Examples of mask labeling:
>> START

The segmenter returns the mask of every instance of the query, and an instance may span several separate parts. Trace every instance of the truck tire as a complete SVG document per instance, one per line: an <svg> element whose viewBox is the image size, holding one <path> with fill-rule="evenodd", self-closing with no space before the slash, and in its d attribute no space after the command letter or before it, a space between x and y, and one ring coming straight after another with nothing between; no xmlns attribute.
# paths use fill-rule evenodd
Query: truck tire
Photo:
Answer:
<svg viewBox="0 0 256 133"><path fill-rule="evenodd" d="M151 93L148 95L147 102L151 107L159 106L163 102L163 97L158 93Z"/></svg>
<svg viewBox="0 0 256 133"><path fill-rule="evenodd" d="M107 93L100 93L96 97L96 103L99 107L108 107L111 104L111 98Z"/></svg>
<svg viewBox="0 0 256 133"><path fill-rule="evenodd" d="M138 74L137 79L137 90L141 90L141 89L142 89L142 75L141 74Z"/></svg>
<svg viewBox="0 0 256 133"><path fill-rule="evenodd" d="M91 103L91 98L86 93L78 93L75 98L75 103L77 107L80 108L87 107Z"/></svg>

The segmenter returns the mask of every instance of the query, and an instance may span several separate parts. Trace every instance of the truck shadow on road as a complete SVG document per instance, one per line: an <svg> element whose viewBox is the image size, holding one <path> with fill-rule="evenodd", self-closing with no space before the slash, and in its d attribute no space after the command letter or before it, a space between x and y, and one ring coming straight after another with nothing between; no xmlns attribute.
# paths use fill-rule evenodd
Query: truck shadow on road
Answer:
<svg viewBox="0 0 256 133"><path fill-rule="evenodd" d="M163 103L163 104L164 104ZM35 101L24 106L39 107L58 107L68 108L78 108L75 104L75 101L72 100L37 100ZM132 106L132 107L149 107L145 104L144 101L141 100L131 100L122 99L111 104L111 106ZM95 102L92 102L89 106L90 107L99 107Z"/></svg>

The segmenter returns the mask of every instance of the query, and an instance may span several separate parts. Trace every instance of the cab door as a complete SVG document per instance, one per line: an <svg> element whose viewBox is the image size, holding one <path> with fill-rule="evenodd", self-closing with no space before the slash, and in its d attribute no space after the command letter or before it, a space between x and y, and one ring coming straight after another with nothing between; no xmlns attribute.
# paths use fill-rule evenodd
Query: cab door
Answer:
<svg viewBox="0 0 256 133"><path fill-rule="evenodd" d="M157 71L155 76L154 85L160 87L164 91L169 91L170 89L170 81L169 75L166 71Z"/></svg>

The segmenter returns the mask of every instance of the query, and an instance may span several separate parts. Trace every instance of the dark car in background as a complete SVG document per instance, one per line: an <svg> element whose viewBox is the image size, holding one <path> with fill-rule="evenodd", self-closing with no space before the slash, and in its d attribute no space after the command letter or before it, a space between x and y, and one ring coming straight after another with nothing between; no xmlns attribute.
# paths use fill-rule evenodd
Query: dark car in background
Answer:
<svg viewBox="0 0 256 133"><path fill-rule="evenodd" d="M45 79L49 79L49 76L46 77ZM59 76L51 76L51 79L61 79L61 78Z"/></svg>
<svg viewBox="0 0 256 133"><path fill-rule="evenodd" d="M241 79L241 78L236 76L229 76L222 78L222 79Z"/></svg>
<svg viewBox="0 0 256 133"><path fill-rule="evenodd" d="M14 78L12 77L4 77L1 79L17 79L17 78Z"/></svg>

>> END

Put the lines of this material into a JSON list of strings, with one string per line and blank lines omitted.

[
  "The segmenter returns the mask of every instance of the query, and an instance may span several separate parts. Trace every instance of the truck tire as a complete SVG document per instance, one per line: an <svg> element whose viewBox is the image size, holding one <path> with fill-rule=\"evenodd\", self-closing with no space before the slash, and in its d attribute no space after the command letter or before it, a space between x and y, and one ring coming straight after another with nothing between; no xmlns attribute.",
  "# paths use fill-rule evenodd",
  "Query: truck tire",
  "Photo:",
  "Answer:",
  "<svg viewBox=\"0 0 256 133\"><path fill-rule=\"evenodd\" d=\"M151 93L148 95L147 102L151 107L159 106L163 102L163 97L158 93Z\"/></svg>",
  "<svg viewBox=\"0 0 256 133\"><path fill-rule=\"evenodd\" d=\"M107 93L100 93L96 97L96 103L99 107L108 107L111 104L111 98Z\"/></svg>",
  "<svg viewBox=\"0 0 256 133\"><path fill-rule=\"evenodd\" d=\"M138 74L137 79L137 90L141 90L141 89L142 89L142 75L141 74Z\"/></svg>",
  "<svg viewBox=\"0 0 256 133\"><path fill-rule=\"evenodd\" d=\"M91 103L91 98L86 93L78 93L75 98L75 103L77 107L80 108L87 107Z\"/></svg>",
  "The segmenter returns the mask of every instance of the query, and an instance may span several separate parts. Trace every instance of the truck shadow on road as a complete SVG document per instance, one per line: an <svg> element whose viewBox is the image size, holding one <path> with fill-rule=\"evenodd\", self-closing with no space before the slash, and in its d attribute no space after the command letter or before it, a space between x and y, and one ring coming straight after another with nothing between; no xmlns attribute.",
  "# paths use fill-rule evenodd",
  "Query: truck shadow on road",
  "Answer:",
  "<svg viewBox=\"0 0 256 133\"><path fill-rule=\"evenodd\" d=\"M163 103L163 104L164 104ZM35 101L24 106L39 107L58 107L68 108L78 108L75 104L75 101L72 100L37 100ZM132 106L132 107L149 107L145 104L144 101L141 100L131 100L122 99L111 104L111 106ZM95 102L92 102L89 106L90 107L99 107Z\"/></svg>",
  "The segmenter returns the mask of every instance of the query, and an instance may span several separate parts. Trace every instance of the cab door as a complete SVG document per instance, one per line: an <svg> element whose viewBox is the image size, holding one <path> with fill-rule=\"evenodd\", self-closing with no space before the slash, and in its d attribute no space after the command letter or before it, a space between x and y, and one ring coming straight after another with nothing between; no xmlns attribute.",
  "# paths use fill-rule evenodd",
  "Query: cab door",
  "Answer:",
  "<svg viewBox=\"0 0 256 133\"><path fill-rule=\"evenodd\" d=\"M157 71L155 76L154 85L160 87L164 91L169 91L170 89L170 81L169 75L166 71Z\"/></svg>",
  "The segmenter returns the mask of every instance of the query, and an instance may span several separate parts. Trace every instance of the dark car in background as a complete SVG document per instance, one per line: an <svg> element whose viewBox is the image size, holding one <path> with fill-rule=\"evenodd\", self-closing with no space before the slash, and in its d attribute no space after the command letter or before it, a space between x and y, and one ring coming straight after another with nothing between; no xmlns attribute.",
  "# paths use fill-rule evenodd",
  "Query: dark car in background",
  "Answer:",
  "<svg viewBox=\"0 0 256 133\"><path fill-rule=\"evenodd\" d=\"M45 79L49 79L49 76L46 77ZM59 76L51 76L51 79L61 79L61 78Z\"/></svg>",
  "<svg viewBox=\"0 0 256 133\"><path fill-rule=\"evenodd\" d=\"M241 79L241 78L236 76L229 76L222 78L222 79Z\"/></svg>",
  "<svg viewBox=\"0 0 256 133\"><path fill-rule=\"evenodd\" d=\"M14 78L12 77L4 77L1 79L17 79L17 78Z\"/></svg>"
]